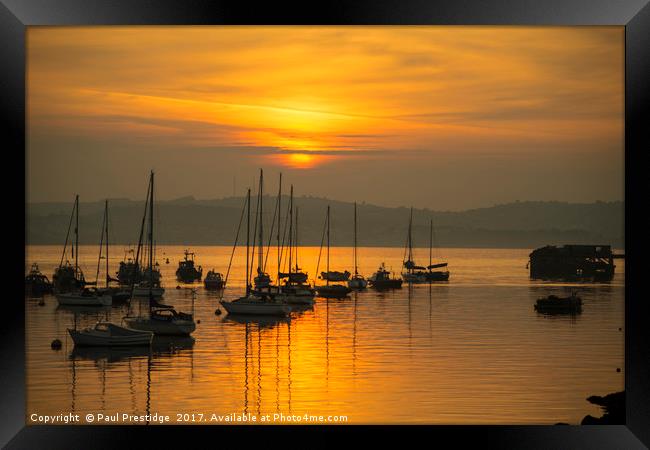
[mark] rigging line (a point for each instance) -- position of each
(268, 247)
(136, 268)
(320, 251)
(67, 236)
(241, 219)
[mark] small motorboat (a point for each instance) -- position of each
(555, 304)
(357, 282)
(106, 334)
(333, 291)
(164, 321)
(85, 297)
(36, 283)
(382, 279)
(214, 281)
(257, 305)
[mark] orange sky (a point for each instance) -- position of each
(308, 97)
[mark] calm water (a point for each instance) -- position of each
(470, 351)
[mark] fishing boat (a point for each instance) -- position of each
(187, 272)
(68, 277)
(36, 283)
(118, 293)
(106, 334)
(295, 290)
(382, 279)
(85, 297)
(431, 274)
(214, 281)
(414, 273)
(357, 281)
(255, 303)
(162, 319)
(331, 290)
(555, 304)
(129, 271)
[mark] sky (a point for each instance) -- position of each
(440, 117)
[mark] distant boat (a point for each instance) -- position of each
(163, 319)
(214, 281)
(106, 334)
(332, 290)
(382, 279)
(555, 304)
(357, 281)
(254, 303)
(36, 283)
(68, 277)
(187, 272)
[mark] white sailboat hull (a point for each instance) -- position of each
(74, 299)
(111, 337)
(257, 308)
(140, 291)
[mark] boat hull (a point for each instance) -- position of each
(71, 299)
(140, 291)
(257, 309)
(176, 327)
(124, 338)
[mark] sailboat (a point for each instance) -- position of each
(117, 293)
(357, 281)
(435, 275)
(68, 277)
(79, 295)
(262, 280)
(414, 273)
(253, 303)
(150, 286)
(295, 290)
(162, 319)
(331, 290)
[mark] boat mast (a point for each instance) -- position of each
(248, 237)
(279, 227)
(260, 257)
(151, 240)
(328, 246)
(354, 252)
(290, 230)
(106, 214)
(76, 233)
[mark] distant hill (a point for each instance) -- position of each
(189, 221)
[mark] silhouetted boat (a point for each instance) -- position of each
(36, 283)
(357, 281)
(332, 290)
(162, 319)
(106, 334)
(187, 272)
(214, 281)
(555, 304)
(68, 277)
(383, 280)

○ ○ ○ ○

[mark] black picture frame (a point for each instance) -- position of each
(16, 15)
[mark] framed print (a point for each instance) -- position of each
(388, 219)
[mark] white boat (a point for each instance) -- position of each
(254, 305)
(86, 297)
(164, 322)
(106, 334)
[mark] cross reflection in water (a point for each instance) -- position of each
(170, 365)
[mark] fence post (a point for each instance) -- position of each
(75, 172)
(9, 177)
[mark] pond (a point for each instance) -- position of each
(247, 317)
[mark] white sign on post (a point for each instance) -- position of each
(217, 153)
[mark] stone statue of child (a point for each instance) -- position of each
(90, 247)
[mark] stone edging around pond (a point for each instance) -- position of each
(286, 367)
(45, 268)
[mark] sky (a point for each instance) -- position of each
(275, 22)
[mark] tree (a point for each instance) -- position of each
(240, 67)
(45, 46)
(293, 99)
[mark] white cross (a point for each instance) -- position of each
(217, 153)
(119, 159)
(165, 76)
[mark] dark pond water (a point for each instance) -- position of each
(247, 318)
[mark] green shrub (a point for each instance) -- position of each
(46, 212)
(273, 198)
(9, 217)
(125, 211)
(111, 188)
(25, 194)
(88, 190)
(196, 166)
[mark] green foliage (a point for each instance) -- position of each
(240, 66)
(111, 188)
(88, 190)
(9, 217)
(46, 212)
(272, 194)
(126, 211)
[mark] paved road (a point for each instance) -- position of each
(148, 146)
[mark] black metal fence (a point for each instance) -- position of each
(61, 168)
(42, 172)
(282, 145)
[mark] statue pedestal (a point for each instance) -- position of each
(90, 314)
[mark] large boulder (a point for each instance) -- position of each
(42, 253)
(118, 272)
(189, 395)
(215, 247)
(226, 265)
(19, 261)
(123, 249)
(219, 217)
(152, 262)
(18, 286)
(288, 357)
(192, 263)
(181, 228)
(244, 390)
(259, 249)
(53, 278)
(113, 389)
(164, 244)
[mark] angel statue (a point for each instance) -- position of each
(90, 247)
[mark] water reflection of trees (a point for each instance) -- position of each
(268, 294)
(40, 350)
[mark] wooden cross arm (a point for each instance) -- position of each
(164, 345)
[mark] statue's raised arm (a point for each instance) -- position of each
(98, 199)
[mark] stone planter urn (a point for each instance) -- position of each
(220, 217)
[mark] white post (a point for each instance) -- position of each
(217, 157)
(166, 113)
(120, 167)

○ ○ ○ ○

• [Exercise objective]
Locate every line in the entries that contains the word "stone" and copy each one out. Case counts.

• [Final answer]
[mark] stone statue of child (a point for each instance) -- position of each
[mark] stone edging around pond (a point for each instance) -- position of each
[mark] stone planter urn (a point for each instance) -- position of each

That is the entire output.